* [PROBLEM TO WORK ON]:
Filter the rows below and copy out every one that contains the string "windshield". Treat uppercase and lowercase as different.

* [PROVIDED MATERIAL]:
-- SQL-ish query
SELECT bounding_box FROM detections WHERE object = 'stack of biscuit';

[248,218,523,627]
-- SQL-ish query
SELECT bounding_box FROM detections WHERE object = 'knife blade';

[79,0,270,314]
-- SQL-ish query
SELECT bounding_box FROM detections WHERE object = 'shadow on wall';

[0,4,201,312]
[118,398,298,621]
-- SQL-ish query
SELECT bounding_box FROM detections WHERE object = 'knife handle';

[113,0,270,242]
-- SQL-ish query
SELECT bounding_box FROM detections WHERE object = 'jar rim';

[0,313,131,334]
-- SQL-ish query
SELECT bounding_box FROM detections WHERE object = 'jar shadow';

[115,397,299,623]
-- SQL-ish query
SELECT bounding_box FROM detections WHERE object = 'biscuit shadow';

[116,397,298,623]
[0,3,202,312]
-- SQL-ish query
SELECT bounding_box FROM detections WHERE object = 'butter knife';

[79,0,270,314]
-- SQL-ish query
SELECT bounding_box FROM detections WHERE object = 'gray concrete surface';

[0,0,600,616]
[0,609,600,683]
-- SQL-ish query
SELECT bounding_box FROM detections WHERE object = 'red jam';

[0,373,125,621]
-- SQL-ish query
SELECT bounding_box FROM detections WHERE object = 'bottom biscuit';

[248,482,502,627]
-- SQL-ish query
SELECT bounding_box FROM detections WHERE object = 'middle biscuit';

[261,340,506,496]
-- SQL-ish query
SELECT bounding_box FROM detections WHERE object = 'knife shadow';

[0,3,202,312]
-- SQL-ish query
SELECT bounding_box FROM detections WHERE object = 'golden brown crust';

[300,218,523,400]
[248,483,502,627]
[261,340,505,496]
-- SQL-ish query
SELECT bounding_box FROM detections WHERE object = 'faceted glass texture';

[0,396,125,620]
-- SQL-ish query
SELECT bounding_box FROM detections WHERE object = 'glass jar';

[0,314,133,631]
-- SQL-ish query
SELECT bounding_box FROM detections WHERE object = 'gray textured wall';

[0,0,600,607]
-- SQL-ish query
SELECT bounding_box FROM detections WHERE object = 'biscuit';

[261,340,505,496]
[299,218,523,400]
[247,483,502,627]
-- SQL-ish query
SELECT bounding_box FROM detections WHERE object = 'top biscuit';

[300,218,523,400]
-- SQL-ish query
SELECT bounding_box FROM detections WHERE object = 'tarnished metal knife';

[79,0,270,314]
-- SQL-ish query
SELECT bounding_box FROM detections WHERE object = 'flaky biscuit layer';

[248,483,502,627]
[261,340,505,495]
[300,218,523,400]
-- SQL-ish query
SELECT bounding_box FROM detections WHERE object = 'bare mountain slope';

...

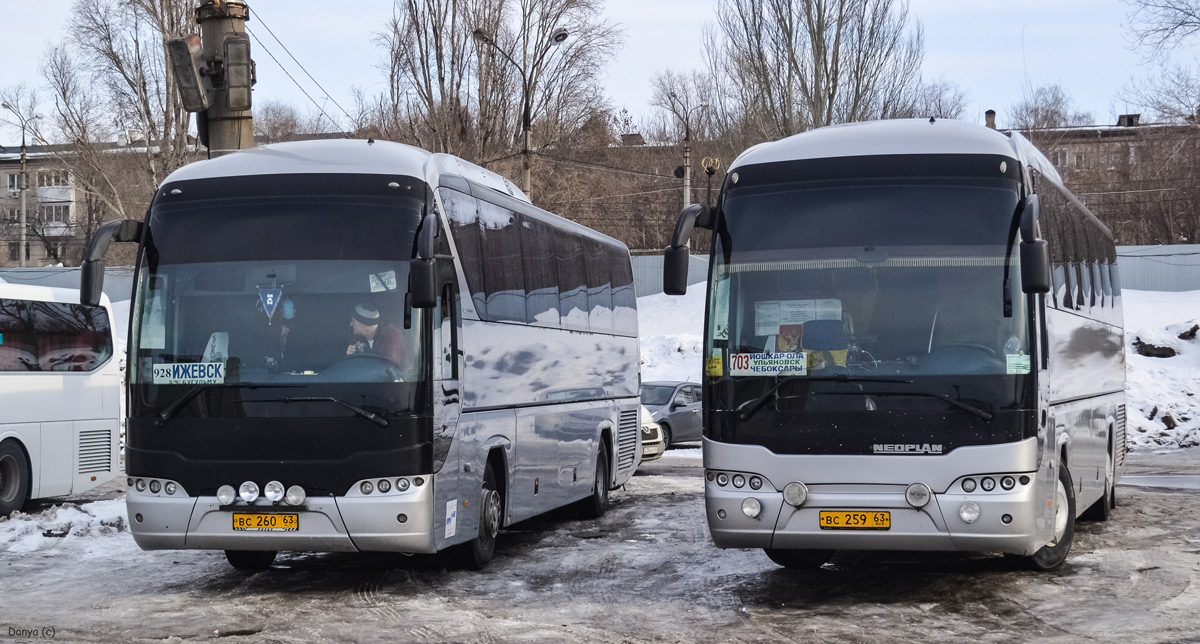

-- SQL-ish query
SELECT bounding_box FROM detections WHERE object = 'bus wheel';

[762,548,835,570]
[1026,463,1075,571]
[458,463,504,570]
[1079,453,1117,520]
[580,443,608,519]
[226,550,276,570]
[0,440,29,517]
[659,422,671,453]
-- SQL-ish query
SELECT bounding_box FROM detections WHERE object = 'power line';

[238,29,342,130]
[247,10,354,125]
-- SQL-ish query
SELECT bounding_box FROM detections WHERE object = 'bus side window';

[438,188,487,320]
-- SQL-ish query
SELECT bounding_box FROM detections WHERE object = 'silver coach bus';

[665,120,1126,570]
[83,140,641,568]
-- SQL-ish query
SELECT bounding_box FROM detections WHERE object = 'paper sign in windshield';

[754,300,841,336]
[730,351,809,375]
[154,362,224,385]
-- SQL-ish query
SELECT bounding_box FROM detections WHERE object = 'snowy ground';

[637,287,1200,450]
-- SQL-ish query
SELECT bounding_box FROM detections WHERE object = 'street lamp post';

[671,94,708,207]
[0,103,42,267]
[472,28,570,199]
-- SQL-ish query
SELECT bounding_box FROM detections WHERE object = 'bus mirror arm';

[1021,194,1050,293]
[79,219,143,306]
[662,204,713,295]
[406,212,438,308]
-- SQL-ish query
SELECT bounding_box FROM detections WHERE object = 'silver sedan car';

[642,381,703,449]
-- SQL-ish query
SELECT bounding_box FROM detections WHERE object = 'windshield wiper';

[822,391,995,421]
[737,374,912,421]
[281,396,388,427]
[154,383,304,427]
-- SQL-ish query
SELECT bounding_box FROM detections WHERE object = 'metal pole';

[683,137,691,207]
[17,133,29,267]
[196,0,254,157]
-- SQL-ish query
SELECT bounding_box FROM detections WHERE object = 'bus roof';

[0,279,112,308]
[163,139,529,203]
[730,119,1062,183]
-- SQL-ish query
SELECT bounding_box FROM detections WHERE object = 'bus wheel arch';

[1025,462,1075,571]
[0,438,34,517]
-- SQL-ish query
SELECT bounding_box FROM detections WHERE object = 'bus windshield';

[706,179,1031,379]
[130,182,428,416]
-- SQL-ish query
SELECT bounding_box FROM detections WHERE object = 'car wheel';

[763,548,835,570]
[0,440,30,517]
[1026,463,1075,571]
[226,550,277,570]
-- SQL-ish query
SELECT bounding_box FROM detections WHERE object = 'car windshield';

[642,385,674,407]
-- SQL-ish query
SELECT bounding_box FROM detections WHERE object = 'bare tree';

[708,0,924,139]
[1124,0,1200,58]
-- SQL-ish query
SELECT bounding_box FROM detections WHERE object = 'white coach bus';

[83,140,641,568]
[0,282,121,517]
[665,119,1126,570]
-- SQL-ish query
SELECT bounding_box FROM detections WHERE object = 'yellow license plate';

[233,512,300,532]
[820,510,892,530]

* * *

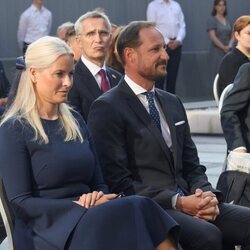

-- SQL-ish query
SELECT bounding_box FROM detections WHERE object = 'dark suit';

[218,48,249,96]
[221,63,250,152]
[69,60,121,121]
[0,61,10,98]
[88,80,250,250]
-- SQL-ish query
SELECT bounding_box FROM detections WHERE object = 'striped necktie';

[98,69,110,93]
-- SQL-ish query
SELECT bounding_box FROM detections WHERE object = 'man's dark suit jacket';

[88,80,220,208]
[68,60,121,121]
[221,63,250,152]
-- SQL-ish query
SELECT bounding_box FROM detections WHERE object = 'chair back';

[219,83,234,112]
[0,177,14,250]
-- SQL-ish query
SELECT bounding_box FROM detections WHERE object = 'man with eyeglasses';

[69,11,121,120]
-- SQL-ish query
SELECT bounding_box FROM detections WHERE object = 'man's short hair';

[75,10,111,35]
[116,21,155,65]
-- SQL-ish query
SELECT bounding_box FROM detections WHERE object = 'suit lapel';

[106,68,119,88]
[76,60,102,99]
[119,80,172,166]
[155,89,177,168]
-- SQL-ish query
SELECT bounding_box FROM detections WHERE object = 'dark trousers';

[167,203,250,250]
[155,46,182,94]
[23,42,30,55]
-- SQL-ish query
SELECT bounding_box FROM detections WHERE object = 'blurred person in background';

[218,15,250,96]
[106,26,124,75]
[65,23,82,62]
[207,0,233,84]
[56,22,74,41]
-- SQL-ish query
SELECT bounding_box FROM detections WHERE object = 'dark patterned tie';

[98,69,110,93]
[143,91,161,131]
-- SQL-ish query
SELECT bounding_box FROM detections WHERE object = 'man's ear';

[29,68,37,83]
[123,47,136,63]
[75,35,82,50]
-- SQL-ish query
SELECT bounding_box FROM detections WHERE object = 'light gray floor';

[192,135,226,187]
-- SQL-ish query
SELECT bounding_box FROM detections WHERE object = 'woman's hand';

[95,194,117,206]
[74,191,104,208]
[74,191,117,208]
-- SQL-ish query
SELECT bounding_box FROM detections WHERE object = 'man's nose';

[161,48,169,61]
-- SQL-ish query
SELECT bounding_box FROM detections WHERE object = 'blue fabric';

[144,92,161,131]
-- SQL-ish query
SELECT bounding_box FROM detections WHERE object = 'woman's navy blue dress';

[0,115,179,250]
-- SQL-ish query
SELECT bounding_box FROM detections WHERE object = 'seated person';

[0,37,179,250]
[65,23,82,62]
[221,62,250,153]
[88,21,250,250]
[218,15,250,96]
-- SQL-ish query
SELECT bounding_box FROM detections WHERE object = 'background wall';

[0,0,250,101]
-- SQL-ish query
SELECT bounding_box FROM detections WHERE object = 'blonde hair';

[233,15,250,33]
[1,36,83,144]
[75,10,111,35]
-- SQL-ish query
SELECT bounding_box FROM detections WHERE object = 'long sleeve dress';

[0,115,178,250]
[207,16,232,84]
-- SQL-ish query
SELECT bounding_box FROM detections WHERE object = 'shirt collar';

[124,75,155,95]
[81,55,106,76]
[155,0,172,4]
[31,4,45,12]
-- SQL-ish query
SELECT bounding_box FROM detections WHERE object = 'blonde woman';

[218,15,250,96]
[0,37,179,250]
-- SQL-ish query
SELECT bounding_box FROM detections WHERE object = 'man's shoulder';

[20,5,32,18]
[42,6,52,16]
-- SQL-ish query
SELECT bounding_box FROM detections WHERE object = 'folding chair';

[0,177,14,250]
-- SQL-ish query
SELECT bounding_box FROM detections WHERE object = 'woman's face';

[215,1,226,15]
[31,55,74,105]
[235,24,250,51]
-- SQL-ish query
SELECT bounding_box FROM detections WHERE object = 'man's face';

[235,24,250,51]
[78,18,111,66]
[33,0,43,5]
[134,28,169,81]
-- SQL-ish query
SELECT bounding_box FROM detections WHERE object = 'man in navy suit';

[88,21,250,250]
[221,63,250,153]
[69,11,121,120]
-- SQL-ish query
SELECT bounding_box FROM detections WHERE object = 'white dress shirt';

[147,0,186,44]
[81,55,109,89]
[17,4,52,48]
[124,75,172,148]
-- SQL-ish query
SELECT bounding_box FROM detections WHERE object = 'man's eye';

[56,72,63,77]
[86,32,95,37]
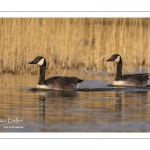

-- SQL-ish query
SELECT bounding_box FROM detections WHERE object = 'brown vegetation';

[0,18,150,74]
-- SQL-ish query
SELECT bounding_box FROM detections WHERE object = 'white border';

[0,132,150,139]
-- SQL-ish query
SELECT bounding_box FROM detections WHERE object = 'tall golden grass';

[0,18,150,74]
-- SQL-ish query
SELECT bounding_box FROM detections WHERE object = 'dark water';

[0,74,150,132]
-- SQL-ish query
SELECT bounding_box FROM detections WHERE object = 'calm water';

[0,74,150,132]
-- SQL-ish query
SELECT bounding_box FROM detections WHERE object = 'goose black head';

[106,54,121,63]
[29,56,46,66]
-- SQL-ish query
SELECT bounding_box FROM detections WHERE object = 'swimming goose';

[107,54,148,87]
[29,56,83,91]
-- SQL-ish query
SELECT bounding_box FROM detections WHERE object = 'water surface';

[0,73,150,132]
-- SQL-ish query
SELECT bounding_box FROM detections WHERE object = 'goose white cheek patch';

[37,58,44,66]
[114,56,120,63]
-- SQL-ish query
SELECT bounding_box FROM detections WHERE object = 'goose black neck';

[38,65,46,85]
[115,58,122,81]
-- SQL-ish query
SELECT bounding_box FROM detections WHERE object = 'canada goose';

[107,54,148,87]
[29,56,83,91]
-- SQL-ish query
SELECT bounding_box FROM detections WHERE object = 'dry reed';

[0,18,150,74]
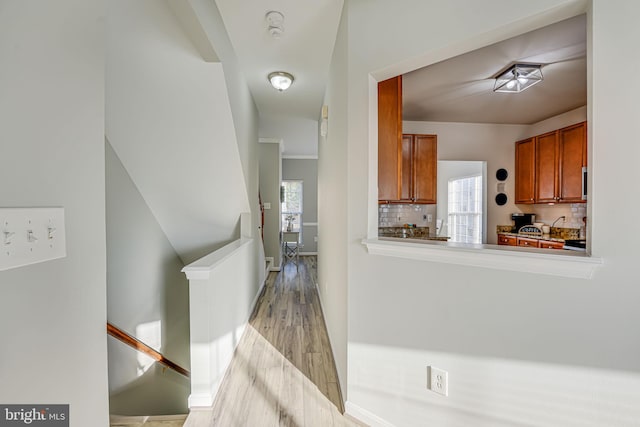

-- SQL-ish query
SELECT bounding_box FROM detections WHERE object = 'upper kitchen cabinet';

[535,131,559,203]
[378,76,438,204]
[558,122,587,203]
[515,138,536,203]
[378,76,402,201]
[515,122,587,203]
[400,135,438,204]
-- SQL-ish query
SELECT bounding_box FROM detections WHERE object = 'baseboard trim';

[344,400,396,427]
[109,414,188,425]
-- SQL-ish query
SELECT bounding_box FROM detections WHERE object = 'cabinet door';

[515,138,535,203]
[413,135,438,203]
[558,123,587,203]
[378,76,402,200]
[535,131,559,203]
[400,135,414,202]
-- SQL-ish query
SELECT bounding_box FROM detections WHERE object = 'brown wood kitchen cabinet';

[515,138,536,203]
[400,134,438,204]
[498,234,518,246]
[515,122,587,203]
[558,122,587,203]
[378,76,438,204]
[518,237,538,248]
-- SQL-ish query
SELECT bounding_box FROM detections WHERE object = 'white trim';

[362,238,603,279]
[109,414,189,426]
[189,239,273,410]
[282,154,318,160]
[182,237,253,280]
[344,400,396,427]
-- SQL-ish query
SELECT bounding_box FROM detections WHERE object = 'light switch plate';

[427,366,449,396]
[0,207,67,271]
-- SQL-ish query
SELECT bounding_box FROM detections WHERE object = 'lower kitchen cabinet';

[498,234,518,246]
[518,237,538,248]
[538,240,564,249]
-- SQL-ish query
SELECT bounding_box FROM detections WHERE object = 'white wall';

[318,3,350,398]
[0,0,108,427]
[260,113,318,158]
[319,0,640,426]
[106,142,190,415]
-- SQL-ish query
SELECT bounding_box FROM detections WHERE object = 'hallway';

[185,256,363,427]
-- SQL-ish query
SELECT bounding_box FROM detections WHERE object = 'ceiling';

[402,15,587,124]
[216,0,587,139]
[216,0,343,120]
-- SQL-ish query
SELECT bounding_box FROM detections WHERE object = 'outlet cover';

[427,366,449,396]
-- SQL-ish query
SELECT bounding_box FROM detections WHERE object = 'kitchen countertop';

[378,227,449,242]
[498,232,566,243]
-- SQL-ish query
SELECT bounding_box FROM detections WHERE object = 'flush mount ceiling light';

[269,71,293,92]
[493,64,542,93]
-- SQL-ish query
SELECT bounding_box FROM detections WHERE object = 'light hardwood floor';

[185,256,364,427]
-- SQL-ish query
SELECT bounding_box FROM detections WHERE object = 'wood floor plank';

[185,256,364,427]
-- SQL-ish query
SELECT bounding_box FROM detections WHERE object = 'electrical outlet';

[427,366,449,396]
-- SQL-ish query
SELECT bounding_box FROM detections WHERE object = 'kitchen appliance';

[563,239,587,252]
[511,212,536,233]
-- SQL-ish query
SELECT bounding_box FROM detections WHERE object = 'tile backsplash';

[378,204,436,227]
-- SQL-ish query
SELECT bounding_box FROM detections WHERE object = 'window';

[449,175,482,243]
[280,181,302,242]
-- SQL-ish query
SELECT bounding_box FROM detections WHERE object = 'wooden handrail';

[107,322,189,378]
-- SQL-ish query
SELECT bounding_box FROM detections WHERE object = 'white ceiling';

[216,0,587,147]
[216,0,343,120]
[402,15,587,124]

* [FINAL RESULT]:
SELECT bounding_box FROM detections WHERE object = 'paper sign in windshield';
SELECT bounding_box FROM detections WHERE object = 'windshield wiper';
SELECT bounding_box FROM detections WHERE object = 'bus windshield';
SELECT bounding_box FROM detections WHERE object = 'car windshield';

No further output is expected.